WORK TASK: Answer with a single number: the count of lines below that hold "sample".
::: TASK INPUT :::
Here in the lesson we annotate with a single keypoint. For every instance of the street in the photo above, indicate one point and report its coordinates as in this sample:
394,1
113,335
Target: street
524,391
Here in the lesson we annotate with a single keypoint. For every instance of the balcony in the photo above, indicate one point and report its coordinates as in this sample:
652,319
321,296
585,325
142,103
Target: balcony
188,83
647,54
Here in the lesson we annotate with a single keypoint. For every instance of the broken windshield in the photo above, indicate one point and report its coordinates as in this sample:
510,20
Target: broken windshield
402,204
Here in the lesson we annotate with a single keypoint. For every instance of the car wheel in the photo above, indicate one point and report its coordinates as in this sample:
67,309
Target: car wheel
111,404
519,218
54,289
:::
WRITTEN RESPONSE: 4